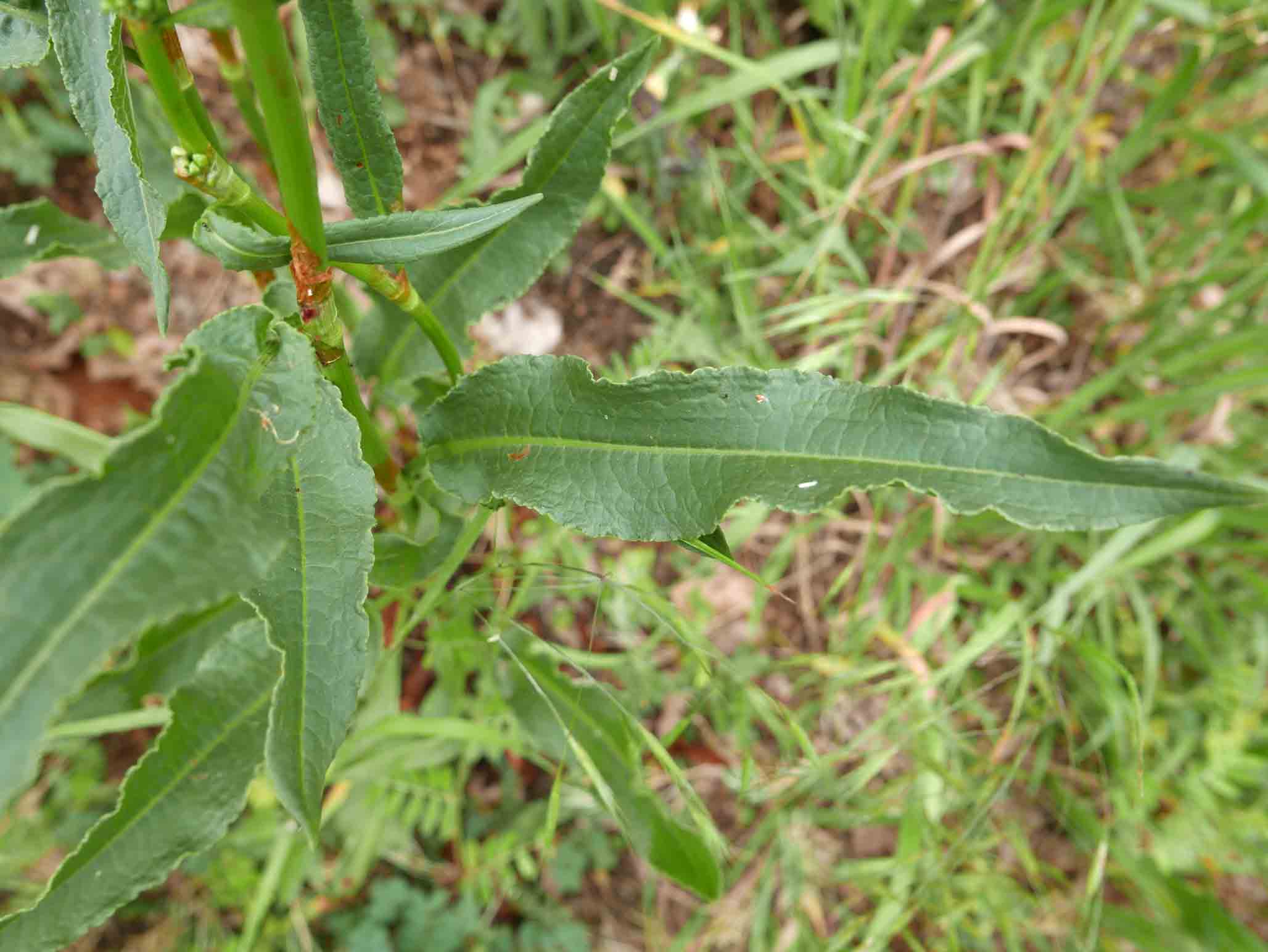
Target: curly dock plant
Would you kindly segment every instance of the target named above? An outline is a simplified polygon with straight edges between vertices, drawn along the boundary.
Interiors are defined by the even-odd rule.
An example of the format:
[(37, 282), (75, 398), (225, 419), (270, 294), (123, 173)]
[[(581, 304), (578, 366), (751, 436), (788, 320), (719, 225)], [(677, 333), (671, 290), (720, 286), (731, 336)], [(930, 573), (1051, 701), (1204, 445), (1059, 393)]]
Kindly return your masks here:
[[(728, 559), (719, 522), (742, 498), (809, 512), (848, 489), (902, 483), (954, 512), (1063, 530), (1263, 499), (900, 387), (743, 366), (615, 384), (579, 359), (549, 356), (465, 374), (467, 326), (522, 294), (577, 231), (656, 41), (559, 103), (519, 186), (484, 205), (406, 210), (358, 4), (298, 6), (317, 114), (355, 215), (346, 222), (322, 219), (274, 4), (230, 0), (203, 25), (243, 128), (264, 137), (280, 208), (224, 155), (165, 0), (107, 10), (47, 0), (47, 20), (9, 24), (9, 62), (39, 60), (51, 37), (113, 231), (46, 200), (0, 209), (0, 275), (60, 255), (137, 264), (165, 330), (158, 248), (175, 229), (254, 273), (264, 300), (189, 335), (152, 420), (124, 437), (0, 407), (0, 431), (80, 470), (0, 524), (0, 800), (33, 782), (49, 738), (77, 729), (67, 725), (76, 711), (109, 715), (115, 729), (165, 724), (39, 900), (0, 920), (0, 947), (62, 948), (161, 882), (224, 833), (260, 763), (316, 843), (373, 669), (368, 586), (402, 592), (404, 630), (425, 621), (501, 501), (581, 532), (678, 540)], [(143, 167), (126, 60), (145, 70), (171, 127), (175, 171), (190, 189), (171, 207)], [(190, 202), (202, 203), (197, 221), (171, 224)], [(358, 314), (336, 271), (372, 292), (369, 313)], [(379, 403), (417, 411), (411, 460), (363, 402), (372, 378)], [(392, 524), (374, 532), (380, 492)], [(662, 873), (719, 895), (715, 832), (690, 796), (680, 815), (644, 785), (638, 723), (562, 676), (531, 639), (514, 639), (508, 702), (539, 753), (582, 771)], [(129, 645), (131, 663), (112, 666)], [(157, 714), (141, 706), (152, 692), (167, 698)], [(564, 721), (566, 733), (552, 733)]]

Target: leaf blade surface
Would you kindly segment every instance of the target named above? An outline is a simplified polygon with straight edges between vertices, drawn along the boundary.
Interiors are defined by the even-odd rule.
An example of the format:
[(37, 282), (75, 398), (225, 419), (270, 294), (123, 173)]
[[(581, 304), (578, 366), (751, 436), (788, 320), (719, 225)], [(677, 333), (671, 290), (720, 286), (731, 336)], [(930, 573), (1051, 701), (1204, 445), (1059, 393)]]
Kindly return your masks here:
[(0, 70), (36, 66), (48, 55), (48, 20), (34, 10), (0, 4)]
[(172, 695), (171, 723), (128, 772), (114, 811), (89, 830), (34, 906), (0, 919), (0, 944), (65, 948), (224, 834), (264, 753), (278, 662), (259, 619), (240, 622), (208, 652)]
[(251, 306), (199, 327), (191, 368), (104, 475), (57, 480), (0, 530), (0, 802), (112, 648), (254, 584), (278, 554), (252, 510), (312, 421), (318, 370), (307, 338), (270, 319)]
[(387, 214), (401, 202), (401, 152), (383, 113), (361, 11), (353, 0), (299, 0), (299, 13), (317, 114), (347, 207), (358, 218)]
[(101, 13), (96, 0), (47, 0), (46, 6), (71, 112), (93, 142), (101, 208), (150, 280), (158, 330), (166, 333), (170, 289), (158, 240), (167, 208), (142, 172), (118, 18)]
[(287, 540), (249, 596), (284, 657), (266, 761), (278, 797), (313, 842), (326, 771), (356, 707), (370, 627), (374, 474), (339, 392), (321, 382), (314, 425), (261, 499)]
[[(569, 93), (529, 153), (521, 183), (492, 199), (503, 203), (540, 193), (539, 204), (479, 241), (406, 267), (460, 349), (469, 350), (467, 325), (520, 297), (576, 235), (586, 204), (602, 183), (612, 131), (647, 76), (656, 49), (657, 42), (648, 41)], [(410, 316), (387, 302), (366, 314), (358, 332), (360, 346), (354, 337), (353, 351), (365, 375), (413, 379), (439, 368)], [(374, 340), (391, 341), (391, 346), (374, 346)]]
[(1023, 417), (794, 370), (614, 384), (577, 357), (508, 357), (462, 380), (420, 434), (441, 488), (625, 539), (706, 535), (746, 497), (813, 512), (890, 483), (1035, 529), (1264, 499), (1155, 460), (1096, 456)]

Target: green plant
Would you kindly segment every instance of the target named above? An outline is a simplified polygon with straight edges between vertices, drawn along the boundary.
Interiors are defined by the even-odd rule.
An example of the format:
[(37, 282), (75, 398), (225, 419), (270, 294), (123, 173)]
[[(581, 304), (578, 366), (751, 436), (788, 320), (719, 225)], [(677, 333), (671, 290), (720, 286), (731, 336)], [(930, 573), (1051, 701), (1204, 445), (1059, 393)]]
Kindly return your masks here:
[[(522, 293), (577, 228), (654, 46), (601, 67), (560, 104), (517, 189), (478, 208), (399, 212), (401, 161), (378, 108), (364, 24), (350, 3), (301, 3), (318, 110), (359, 215), (327, 224), (311, 145), (295, 132), (304, 118), (275, 11), (249, 0), (230, 6), (284, 210), (224, 158), (166, 10), (134, 4), (120, 13), (171, 123), (176, 175), (214, 202), (190, 236), (228, 267), (270, 273), (264, 306), (226, 312), (190, 335), (176, 361), (184, 373), (153, 422), (120, 441), (8, 415), (22, 422), (6, 432), (86, 474), (34, 496), (0, 532), (0, 626), (16, 633), (0, 646), (0, 667), (13, 673), (0, 687), (0, 795), (29, 782), (51, 728), (71, 729), (52, 726), (58, 717), (85, 724), (122, 710), (133, 725), (167, 728), (44, 896), (0, 922), (6, 943), (62, 946), (214, 842), (260, 762), (316, 843), (327, 776), (373, 769), (407, 731), (574, 764), (640, 853), (715, 896), (719, 851), (690, 788), (682, 785), (691, 819), (682, 823), (640, 782), (644, 748), (681, 778), (663, 747), (604, 686), (566, 677), (558, 657), (519, 629), (503, 629), (496, 644), (508, 659), (514, 723), (491, 730), (380, 711), (341, 748), (363, 673), (375, 668), (368, 581), (402, 593), (398, 630), (427, 620), (487, 517), (473, 505), (512, 499), (588, 534), (681, 540), (728, 559), (718, 526), (743, 497), (810, 512), (847, 488), (902, 482), (955, 511), (993, 508), (1041, 529), (1113, 527), (1262, 498), (1149, 460), (1101, 459), (1017, 417), (818, 374), (729, 368), (614, 384), (576, 359), (538, 357), (464, 375), (465, 326)], [(117, 235), (47, 202), (8, 208), (0, 266), (61, 254), (112, 266), (137, 260), (155, 284), (162, 327), (157, 245), (171, 203), (138, 166), (119, 23), (87, 3), (51, 0), (47, 27)], [(38, 18), (19, 28), (37, 47), (47, 35)], [(271, 274), (287, 265), (289, 279)], [(369, 313), (341, 299), (330, 267), (379, 294)], [(417, 412), (420, 450), (403, 470), (401, 449), (363, 403), (354, 365), (378, 379), (384, 402)], [(392, 505), (372, 536), (375, 478)], [(76, 700), (133, 640), (132, 664)], [(172, 643), (185, 648), (179, 664), (161, 650)], [(472, 639), (458, 650), (472, 652)], [(379, 677), (369, 682), (363, 711), (382, 704), (382, 688)], [(169, 706), (142, 707), (151, 692), (170, 693)]]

******

EXERCISE GOAL: Reproduce all of the records above with "even-odd rule" renamed to "nonzero winding rule" and every other part left unchanged, omitting the pictures.

REPLY TO THE EXERCISE:
Target: curly dock plant
Would you kindly segment every instance of the target named above? An outline is a simplified polygon with straight edges between vertices, drawn along the boundary.
Interiors are defined by the nonzero winding rule.
An example of the format:
[(37, 282), (75, 398), (225, 419), (270, 294), (123, 173)]
[[(581, 304), (578, 366), (751, 436), (788, 320), (719, 225)], [(677, 333), (671, 290), (720, 286), (731, 336)], [(930, 573), (1051, 701), (1204, 445), (1059, 393)]]
Kindly return your masks here:
[[(728, 559), (719, 522), (742, 498), (809, 512), (848, 489), (902, 483), (954, 512), (1063, 530), (1263, 499), (900, 387), (743, 366), (615, 384), (579, 359), (549, 356), (465, 374), (467, 326), (522, 294), (577, 231), (656, 41), (559, 103), (519, 186), (484, 205), (406, 210), (358, 4), (298, 6), (317, 114), (355, 215), (346, 222), (322, 219), (274, 4), (230, 0), (203, 25), (243, 128), (264, 137), (280, 208), (224, 155), (165, 0), (107, 10), (47, 0), (47, 20), (9, 24), (9, 62), (39, 60), (51, 37), (113, 231), (46, 200), (0, 209), (0, 275), (60, 255), (137, 264), (165, 330), (158, 248), (175, 229), (254, 273), (264, 300), (189, 335), (152, 420), (124, 437), (0, 407), (0, 431), (80, 470), (0, 524), (0, 800), (33, 782), (49, 738), (77, 729), (67, 725), (76, 711), (109, 715), (115, 729), (165, 724), (39, 900), (0, 920), (0, 947), (62, 948), (161, 882), (224, 833), (260, 763), (316, 843), (373, 669), (368, 586), (402, 592), (404, 630), (425, 621), (501, 501), (581, 532), (678, 540)], [(143, 167), (126, 60), (145, 70), (171, 127), (175, 171), (190, 189), (171, 207)], [(190, 202), (202, 203), (197, 221), (171, 224)], [(358, 314), (336, 271), (372, 292), (369, 313)], [(379, 403), (417, 411), (411, 460), (363, 402), (372, 378)], [(392, 524), (374, 532), (380, 492)], [(662, 873), (719, 895), (715, 832), (690, 796), (680, 815), (644, 785), (638, 723), (562, 676), (531, 639), (514, 639), (508, 702), (539, 753), (582, 771)], [(129, 645), (131, 663), (112, 666)], [(157, 714), (141, 706), (152, 692), (167, 698)], [(564, 721), (566, 733), (552, 733)]]

Target: leaf blade surface
Would you kindly segment every instance of the target named above? An outline is a simplified polygon with straight edges between vertices, drawn along the boundary.
Interiors are defined by the nonzero winding rule.
An example of the format:
[(37, 282), (75, 398), (225, 419), (270, 294), (123, 173)]
[[(581, 304), (578, 366), (751, 436), (788, 320), (719, 225)], [(677, 333), (671, 290), (720, 286), (731, 336)], [(930, 573), (1051, 701), (1204, 445), (1059, 393)]]
Kindly return your masks here:
[(0, 70), (36, 66), (48, 55), (48, 20), (34, 10), (0, 4)]
[(172, 695), (171, 723), (128, 772), (114, 811), (89, 830), (34, 906), (0, 919), (0, 944), (65, 948), (224, 834), (264, 753), (278, 662), (259, 619), (240, 622), (208, 652)]
[(251, 306), (199, 327), (191, 368), (104, 475), (57, 480), (0, 530), (0, 802), (112, 648), (254, 584), (278, 554), (252, 510), (312, 421), (318, 370), (307, 338), (270, 319)]
[(387, 214), (401, 202), (401, 152), (383, 113), (361, 11), (353, 0), (299, 0), (299, 13), (317, 114), (347, 207), (358, 218)]
[(101, 13), (96, 0), (47, 0), (46, 6), (71, 112), (93, 142), (101, 208), (150, 280), (158, 330), (166, 333), (170, 289), (158, 240), (167, 208), (142, 172), (118, 18)]
[(287, 540), (249, 596), (284, 657), (266, 761), (278, 797), (313, 842), (326, 771), (356, 707), (370, 627), (374, 474), (339, 392), (321, 382), (314, 425), (261, 499)]
[[(569, 93), (529, 153), (521, 183), (492, 199), (503, 203), (540, 193), (539, 204), (479, 241), (406, 267), (460, 349), (469, 350), (467, 325), (520, 297), (576, 235), (586, 204), (602, 183), (612, 131), (647, 76), (656, 49), (657, 42), (648, 41)], [(410, 316), (387, 302), (366, 314), (358, 332), (360, 346), (354, 337), (353, 351), (365, 375), (413, 379), (439, 368)], [(374, 340), (391, 341), (391, 346), (374, 346)]]
[(1023, 417), (794, 370), (614, 384), (577, 357), (508, 357), (462, 380), (420, 434), (441, 488), (625, 539), (706, 535), (746, 497), (813, 512), (890, 483), (1035, 529), (1264, 499), (1155, 460), (1096, 456)]

Target: green plant
Would you kindly segment every instance of the target named above? An outline is a simplified polygon with straight edges between vertices, drawn along the boundary.
Interiors are defined by the nonzero winding rule.
An example of the format:
[(37, 282), (75, 398), (225, 419), (270, 294), (123, 173)]
[[(581, 304), (578, 366), (751, 436), (788, 320), (719, 225)], [(677, 333), (671, 290), (720, 286), (731, 336)], [(930, 573), (1051, 701), (1204, 445), (1059, 393)]]
Kindly return your masks here:
[[(522, 293), (577, 228), (654, 46), (601, 67), (560, 104), (517, 189), (478, 208), (399, 212), (401, 161), (378, 108), (364, 24), (350, 3), (301, 3), (318, 110), (359, 215), (327, 224), (311, 145), (295, 132), (304, 118), (275, 11), (249, 0), (230, 6), (284, 210), (224, 158), (166, 10), (134, 4), (120, 13), (171, 123), (176, 175), (214, 202), (190, 236), (228, 267), (270, 273), (264, 306), (226, 312), (190, 335), (176, 361), (184, 373), (153, 422), (120, 441), (8, 415), (22, 422), (6, 432), (86, 474), (34, 496), (0, 532), (0, 626), (16, 633), (0, 646), (0, 667), (13, 673), (0, 687), (0, 795), (29, 782), (51, 728), (71, 729), (52, 726), (58, 717), (85, 724), (122, 710), (133, 725), (167, 728), (44, 896), (0, 922), (6, 943), (62, 946), (214, 842), (260, 762), (316, 843), (327, 776), (373, 769), (407, 731), (574, 764), (640, 853), (715, 896), (719, 851), (690, 788), (682, 785), (691, 819), (682, 823), (640, 782), (644, 748), (681, 778), (663, 747), (604, 686), (566, 677), (558, 657), (519, 629), (503, 629), (496, 644), (508, 659), (514, 723), (491, 730), (380, 711), (341, 748), (363, 673), (375, 668), (368, 581), (402, 593), (398, 630), (427, 620), (487, 517), (473, 505), (512, 499), (588, 534), (681, 540), (728, 559), (718, 526), (743, 497), (810, 512), (847, 488), (902, 482), (955, 511), (993, 508), (1041, 529), (1113, 527), (1262, 498), (1149, 460), (1101, 459), (1017, 417), (818, 374), (729, 368), (614, 384), (576, 359), (538, 357), (464, 375), (465, 326)], [(117, 235), (47, 202), (8, 208), (0, 266), (61, 254), (112, 266), (137, 260), (155, 284), (162, 327), (157, 245), (171, 203), (138, 166), (119, 23), (87, 3), (51, 0), (47, 27)], [(38, 18), (19, 28), (37, 47), (47, 35)], [(271, 274), (287, 265), (289, 279)], [(369, 313), (341, 299), (330, 267), (379, 294)], [(417, 412), (420, 450), (403, 470), (401, 449), (363, 403), (354, 365), (378, 379), (384, 402)], [(392, 505), (372, 536), (375, 478)], [(76, 700), (133, 640), (132, 664)], [(172, 643), (185, 648), (179, 664), (161, 650)], [(472, 639), (458, 650), (472, 652)], [(379, 677), (369, 682), (363, 711), (382, 704), (382, 688)], [(169, 706), (142, 707), (151, 692), (170, 693)]]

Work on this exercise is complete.